§ MATERIAL SUPPLIED:
────────

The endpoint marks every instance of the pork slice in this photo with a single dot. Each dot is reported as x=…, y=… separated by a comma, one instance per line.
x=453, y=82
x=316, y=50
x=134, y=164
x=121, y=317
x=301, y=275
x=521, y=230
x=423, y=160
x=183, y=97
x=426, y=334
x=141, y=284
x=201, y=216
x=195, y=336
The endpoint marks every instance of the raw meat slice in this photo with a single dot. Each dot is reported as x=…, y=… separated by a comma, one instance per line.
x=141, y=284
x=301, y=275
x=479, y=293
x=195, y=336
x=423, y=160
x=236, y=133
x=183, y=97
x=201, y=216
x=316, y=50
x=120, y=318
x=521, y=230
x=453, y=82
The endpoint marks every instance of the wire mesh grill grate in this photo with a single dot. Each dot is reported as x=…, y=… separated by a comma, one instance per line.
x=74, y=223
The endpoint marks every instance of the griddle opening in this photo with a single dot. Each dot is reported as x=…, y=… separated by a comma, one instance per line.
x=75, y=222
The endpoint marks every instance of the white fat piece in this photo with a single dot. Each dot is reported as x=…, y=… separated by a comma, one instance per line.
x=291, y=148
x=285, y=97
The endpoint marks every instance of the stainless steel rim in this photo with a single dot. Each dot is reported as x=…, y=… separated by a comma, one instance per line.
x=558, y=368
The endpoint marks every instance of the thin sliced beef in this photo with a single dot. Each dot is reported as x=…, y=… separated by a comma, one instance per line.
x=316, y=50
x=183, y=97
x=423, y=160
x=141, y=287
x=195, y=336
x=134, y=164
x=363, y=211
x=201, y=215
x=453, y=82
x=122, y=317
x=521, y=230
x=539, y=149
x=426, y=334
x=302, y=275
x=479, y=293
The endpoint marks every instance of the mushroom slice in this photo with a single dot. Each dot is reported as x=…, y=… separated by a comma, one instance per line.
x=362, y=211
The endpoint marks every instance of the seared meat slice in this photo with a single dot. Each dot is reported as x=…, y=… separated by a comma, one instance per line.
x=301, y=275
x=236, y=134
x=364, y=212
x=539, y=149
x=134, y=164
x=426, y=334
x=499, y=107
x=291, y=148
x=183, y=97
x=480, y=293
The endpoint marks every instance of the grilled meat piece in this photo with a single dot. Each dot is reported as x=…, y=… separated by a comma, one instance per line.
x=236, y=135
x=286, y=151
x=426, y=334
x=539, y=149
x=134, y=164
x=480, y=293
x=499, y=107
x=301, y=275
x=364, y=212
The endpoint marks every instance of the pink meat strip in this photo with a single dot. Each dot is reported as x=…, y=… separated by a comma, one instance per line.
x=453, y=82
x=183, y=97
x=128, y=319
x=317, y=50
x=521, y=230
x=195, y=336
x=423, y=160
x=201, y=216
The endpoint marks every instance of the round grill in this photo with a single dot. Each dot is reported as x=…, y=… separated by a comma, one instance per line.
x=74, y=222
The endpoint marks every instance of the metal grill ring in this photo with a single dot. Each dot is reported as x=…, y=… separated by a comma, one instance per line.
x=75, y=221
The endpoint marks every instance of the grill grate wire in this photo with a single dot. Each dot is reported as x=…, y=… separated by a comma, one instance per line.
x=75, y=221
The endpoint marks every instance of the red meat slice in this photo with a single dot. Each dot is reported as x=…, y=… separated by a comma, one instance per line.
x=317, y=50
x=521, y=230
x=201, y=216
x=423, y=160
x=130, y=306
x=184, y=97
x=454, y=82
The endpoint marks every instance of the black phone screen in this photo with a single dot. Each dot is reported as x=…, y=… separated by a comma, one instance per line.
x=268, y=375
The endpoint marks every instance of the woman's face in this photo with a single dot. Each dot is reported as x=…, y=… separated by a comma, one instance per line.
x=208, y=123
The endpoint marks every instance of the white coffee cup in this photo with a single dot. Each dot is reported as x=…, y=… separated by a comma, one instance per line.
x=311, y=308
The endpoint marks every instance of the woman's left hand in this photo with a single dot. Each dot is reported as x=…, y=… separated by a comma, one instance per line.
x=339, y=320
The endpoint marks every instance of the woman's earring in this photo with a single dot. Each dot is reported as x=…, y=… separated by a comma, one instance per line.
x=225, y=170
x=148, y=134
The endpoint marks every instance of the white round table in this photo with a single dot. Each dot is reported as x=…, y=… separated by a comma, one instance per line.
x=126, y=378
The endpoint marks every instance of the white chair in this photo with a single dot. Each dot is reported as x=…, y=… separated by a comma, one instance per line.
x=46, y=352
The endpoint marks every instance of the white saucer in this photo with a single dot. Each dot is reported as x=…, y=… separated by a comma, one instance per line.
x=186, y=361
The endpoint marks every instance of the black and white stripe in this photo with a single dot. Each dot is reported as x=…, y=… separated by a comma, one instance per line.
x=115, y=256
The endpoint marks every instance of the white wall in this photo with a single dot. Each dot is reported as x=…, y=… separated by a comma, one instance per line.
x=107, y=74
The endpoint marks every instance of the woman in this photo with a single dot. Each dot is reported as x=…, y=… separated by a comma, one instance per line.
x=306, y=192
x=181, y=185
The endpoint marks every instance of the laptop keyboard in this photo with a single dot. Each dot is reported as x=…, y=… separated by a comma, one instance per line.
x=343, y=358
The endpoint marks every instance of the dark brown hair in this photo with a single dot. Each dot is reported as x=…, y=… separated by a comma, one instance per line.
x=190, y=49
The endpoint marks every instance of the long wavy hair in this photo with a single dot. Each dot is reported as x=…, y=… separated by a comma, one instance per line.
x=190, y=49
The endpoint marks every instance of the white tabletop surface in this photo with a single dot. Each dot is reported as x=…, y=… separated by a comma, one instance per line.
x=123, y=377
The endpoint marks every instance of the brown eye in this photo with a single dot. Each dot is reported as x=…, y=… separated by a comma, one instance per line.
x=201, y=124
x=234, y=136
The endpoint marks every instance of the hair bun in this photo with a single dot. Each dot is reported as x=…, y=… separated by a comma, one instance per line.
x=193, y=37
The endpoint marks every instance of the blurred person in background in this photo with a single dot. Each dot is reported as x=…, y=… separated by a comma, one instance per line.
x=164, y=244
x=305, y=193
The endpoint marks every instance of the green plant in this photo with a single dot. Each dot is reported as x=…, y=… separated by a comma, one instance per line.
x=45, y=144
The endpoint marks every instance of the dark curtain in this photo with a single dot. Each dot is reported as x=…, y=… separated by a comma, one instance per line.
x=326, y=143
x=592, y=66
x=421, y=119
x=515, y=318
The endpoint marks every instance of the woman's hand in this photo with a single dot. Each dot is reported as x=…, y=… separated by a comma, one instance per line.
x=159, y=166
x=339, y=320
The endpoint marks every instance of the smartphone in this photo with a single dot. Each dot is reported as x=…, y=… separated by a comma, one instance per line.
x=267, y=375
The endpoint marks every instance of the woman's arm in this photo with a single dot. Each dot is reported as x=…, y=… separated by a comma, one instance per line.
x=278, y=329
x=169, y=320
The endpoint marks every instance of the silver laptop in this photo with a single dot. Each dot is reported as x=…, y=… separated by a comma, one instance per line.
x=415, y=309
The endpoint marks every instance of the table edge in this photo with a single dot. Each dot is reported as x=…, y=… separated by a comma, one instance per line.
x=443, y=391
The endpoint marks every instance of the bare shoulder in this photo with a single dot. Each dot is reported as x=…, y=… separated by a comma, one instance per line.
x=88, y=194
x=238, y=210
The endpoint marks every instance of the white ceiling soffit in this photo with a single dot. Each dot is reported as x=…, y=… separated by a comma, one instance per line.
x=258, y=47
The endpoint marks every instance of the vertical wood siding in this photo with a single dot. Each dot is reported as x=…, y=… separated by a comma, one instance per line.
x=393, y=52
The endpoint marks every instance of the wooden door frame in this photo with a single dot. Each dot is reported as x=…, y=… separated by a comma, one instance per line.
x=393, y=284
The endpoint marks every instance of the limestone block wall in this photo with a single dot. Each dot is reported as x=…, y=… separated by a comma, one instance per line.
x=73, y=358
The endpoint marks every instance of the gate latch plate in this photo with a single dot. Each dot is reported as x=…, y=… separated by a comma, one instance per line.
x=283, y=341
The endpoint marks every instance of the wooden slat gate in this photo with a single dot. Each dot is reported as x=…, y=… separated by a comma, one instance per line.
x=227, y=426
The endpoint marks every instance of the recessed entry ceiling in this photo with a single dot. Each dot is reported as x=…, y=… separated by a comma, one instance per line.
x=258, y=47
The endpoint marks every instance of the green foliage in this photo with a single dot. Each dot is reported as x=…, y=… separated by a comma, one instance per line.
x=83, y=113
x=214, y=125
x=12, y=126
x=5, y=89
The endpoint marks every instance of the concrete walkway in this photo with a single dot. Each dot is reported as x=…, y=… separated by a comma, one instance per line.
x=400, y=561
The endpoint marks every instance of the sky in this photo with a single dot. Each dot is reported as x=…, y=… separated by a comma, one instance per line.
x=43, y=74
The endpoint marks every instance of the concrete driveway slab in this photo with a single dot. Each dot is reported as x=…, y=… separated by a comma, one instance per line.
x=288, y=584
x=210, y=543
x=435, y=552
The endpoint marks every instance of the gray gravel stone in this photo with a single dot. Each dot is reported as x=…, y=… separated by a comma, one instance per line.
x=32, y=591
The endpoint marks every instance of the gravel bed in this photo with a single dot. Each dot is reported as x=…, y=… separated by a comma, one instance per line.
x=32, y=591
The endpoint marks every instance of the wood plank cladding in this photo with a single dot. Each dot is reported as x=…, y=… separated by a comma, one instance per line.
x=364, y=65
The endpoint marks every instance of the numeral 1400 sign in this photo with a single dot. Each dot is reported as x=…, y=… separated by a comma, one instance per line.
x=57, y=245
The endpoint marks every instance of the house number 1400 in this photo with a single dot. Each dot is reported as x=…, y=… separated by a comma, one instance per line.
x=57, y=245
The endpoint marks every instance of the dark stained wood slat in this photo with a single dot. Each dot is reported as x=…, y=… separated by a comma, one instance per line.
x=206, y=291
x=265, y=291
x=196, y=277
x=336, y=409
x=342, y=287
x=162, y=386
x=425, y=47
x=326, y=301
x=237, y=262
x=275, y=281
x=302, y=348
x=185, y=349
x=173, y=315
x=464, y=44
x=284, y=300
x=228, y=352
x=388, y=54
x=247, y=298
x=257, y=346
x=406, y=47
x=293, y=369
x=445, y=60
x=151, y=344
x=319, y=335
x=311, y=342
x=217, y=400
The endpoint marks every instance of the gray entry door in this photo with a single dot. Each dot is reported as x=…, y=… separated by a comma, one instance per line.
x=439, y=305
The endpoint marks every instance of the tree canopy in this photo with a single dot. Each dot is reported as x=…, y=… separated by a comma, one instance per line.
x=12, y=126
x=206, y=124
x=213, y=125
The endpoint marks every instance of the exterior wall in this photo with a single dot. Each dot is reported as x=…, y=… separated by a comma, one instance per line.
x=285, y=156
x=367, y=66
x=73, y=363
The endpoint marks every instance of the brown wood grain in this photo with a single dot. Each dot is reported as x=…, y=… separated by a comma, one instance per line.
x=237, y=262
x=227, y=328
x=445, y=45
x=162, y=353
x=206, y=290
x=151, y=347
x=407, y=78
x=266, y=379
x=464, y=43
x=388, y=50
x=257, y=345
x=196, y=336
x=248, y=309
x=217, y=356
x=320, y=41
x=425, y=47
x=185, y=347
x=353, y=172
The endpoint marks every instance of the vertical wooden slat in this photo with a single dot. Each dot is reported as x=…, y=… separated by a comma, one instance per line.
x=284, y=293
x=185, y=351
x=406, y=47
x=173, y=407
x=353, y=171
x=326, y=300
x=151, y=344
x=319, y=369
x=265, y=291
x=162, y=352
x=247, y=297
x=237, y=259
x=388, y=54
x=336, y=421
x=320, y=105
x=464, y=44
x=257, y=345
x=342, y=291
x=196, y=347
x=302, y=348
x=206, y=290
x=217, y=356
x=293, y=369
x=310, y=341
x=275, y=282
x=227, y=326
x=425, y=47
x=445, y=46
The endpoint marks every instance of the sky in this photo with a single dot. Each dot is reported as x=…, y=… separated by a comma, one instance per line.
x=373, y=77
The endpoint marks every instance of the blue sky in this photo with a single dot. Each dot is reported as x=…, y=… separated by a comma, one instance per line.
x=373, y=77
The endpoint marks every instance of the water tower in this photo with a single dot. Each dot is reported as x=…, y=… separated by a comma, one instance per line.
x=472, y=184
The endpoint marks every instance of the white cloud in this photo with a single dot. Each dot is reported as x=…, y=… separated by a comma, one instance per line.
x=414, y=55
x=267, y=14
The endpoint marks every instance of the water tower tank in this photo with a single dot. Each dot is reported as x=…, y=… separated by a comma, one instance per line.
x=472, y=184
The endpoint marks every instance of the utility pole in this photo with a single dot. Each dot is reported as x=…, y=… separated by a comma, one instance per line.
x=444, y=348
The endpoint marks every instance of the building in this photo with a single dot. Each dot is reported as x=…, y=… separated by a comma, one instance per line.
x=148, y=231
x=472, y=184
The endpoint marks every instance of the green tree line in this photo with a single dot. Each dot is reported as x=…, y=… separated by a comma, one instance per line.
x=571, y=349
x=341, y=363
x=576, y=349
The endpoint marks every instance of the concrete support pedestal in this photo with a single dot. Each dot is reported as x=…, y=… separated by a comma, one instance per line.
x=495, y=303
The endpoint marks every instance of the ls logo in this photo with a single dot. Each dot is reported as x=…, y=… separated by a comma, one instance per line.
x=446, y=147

────────

§ TASK TO CARRY OUT: Return, word for word, each line from the line that contains "The endpoint marks every instance of the green tree" to the end of the listing above; include both end lines and nothing else.

§ RESULT FOR THIS TASK:
The endpoint marks every instance of the green tree line in this photo with a single dot. Each dot is reported as x=…, y=… separated by a comma, one instance per line.
x=571, y=349
x=341, y=363
x=576, y=349
The endpoint marks every instance of the concrete support pedestal in this photo with a single dot. Each dot is reported as x=…, y=… separated by a comma, one instance per line.
x=495, y=303
The endpoint marks every instance of the ls logo in this photo with a single dot. Each dot is reported as x=…, y=… separated by a comma, one instance per line.
x=446, y=147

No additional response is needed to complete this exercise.